#### [AIM OF THE TASK]
Resume the biographical sketch of Raymond Patenôtre given below, writing on from its final sentence.

#### [SELECTED EXTRACT]
================================

French newspaper publisher and politician

Raymond Patenôtre (July 31, 1900 – June 19, 1951) was the American-born son of the French ambassador to the United States Jules Patenotre des Noyers. He was a newspaper publisher and politician. Patenotre inherited his fortune from his mother: a Philadelphia-born heiress whose father, Col James Elverson, was the owner of the Philadelphia Inquirer which Patenotre later sold on behalf of his mother in a scheme to avoid paying taxes on the proceeds. He acquired La Sarthe, L'Écho républicain de l'Ouest, Le Régional de l'Ouest, Le Petit Var and Petit Niçois.

In August 1933, Patenotre was a co-founder of the French Committee for the Defense of Jewish Rights in Central and Eastern Europe. The committee vowed to fight antisemitic propaganda and to fight against antisemitic legislation. Patenotre's newspapers in Lyon and Nice supported the wartime French Vichy government and embraced the idea of "the New Europe" under German auspices. He served as a member of the Chamber of Deputies from 1928 to 1936, representing Seine-et-Oise.

Through his media empire, Patenôtre promoted the early career of Pierre Laval, who went on to serve as the French Prime Minister from 1942 to 1944 and later executed for treason. Patenotre was arrested on December 13, 1944, by judicial authorities in Lyon pursuing a purge of war time collaborators. Albert Lejeune, editor of the Riviera newspaper Petit Nicois published by Patenotre, was executed for collaboration despite a last minute plea for reprieve on the grounds that he had evidence against Patenotre.

================================

#### [RECORD SET]
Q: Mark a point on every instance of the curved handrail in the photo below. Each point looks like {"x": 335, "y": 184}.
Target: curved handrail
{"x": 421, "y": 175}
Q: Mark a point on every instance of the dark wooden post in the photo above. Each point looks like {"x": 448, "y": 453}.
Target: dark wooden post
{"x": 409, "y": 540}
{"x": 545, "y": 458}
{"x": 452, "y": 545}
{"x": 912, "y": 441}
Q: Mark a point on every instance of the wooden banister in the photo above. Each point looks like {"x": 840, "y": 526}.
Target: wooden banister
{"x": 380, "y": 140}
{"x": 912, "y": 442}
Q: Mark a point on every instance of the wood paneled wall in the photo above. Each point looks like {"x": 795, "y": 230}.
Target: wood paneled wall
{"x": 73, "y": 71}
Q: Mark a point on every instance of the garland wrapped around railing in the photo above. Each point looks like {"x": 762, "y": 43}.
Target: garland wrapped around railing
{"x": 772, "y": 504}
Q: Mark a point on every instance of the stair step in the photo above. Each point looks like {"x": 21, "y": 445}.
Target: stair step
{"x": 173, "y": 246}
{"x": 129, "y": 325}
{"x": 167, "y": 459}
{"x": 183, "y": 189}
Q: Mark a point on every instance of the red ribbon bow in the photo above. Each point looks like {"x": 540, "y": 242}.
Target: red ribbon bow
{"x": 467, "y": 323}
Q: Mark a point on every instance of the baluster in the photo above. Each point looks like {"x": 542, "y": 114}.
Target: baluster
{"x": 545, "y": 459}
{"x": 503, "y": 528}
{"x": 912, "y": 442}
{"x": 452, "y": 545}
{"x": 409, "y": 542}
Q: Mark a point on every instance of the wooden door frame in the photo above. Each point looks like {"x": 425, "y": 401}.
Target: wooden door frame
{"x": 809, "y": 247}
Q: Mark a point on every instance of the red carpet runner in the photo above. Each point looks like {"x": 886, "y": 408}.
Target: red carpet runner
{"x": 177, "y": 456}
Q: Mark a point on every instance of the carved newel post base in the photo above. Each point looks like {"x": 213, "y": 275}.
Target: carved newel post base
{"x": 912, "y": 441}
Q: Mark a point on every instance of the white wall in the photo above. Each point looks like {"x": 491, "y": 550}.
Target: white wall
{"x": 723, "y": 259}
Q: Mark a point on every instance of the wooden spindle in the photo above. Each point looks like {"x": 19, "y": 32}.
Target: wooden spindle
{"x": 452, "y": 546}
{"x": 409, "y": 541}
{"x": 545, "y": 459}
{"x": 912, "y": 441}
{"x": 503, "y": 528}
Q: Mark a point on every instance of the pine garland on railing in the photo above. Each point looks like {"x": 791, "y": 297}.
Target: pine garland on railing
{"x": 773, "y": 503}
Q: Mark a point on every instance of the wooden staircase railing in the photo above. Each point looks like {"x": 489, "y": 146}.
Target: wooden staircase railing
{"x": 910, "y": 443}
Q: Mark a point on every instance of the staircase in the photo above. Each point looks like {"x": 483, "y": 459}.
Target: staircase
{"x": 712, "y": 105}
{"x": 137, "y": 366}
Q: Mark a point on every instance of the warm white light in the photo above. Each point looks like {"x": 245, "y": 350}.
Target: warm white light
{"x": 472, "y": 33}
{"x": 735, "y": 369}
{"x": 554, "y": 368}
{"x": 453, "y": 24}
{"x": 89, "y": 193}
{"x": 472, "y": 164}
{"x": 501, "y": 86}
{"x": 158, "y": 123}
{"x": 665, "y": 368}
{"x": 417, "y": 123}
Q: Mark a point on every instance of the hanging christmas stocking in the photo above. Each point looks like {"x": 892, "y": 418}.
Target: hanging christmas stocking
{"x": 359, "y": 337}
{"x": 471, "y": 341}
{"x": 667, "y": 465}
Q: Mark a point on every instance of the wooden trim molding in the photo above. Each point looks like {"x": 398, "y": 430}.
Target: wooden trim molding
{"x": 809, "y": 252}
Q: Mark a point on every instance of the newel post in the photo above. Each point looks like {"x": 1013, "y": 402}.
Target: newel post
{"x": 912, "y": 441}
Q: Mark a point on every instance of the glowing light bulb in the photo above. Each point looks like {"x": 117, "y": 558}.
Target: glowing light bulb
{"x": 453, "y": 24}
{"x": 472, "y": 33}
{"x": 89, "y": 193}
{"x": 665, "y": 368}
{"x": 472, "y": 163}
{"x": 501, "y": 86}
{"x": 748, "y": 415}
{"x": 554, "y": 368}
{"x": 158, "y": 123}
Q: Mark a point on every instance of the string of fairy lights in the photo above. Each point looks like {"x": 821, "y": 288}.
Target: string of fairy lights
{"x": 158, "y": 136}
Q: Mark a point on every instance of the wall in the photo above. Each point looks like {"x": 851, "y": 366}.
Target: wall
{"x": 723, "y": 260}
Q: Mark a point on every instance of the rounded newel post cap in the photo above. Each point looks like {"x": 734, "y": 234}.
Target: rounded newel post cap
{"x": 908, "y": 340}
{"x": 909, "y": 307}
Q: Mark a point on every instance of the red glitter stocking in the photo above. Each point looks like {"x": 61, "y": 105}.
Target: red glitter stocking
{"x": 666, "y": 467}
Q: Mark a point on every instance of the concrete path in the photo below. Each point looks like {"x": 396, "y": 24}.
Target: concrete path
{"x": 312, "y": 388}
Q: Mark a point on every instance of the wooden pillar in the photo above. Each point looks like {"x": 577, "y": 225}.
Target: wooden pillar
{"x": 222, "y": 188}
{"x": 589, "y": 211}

================================

#### [ANSWER BOX]
In October 1945, Patenotre won a cantonal election in Rambouillet, a commune southwest of Paris in the Île-de-France. The winner of a French cantonal election sits in the General Council of a department, see: Cantons of France.

In July 1948, Patenotre and his mother were indicted by a Federal Grand Jury for tax evasion stemming from the sale of The Philadelphia Inquirer. Patenotre's mother was accused of having lied about giving her majority share in the newspaper to her son so that it could be sold 'extraterritorially' thus avoiding the tax liability on the grounds that he was a French national. Eleanore Patenotre pleaded guilty in Federal court in September 1949 agreeing to pay a $2,000,000 civil judgment in exchange for a suspended sentence. The case against Raymond Patenotre, who did not attend the hearing on the ground of ill-health, was dismissed. Patenotre died on June 19, 1951, at the age of 51 from a stroke at his residence in Rambouillet.